:: DATA TO PROCESS ::
* * * *

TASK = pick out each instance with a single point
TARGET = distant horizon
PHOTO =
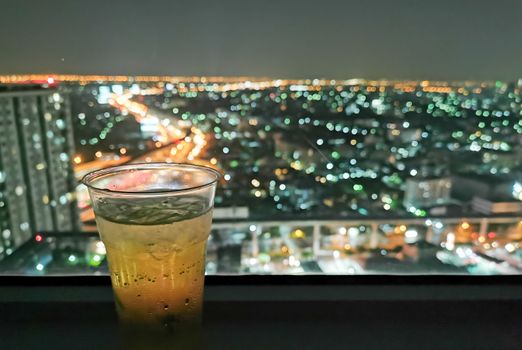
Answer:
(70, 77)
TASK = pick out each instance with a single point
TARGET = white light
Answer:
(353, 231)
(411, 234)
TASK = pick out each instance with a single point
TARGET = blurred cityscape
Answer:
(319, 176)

* * * *

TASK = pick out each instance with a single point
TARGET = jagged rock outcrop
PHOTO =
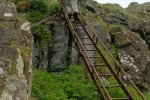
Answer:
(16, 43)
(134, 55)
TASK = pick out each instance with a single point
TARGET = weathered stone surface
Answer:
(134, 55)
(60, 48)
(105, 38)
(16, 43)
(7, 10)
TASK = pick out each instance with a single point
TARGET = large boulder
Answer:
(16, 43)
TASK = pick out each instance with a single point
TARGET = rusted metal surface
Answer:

* * * *

:: EXERCISE DESCRIPTION ::
Wherever the word "surface" occurs in the data, copy that whole line.

:: RESULT OF THE EXERCISE ::
TARGET = weathered stone surface
TARGET = rusted metal surface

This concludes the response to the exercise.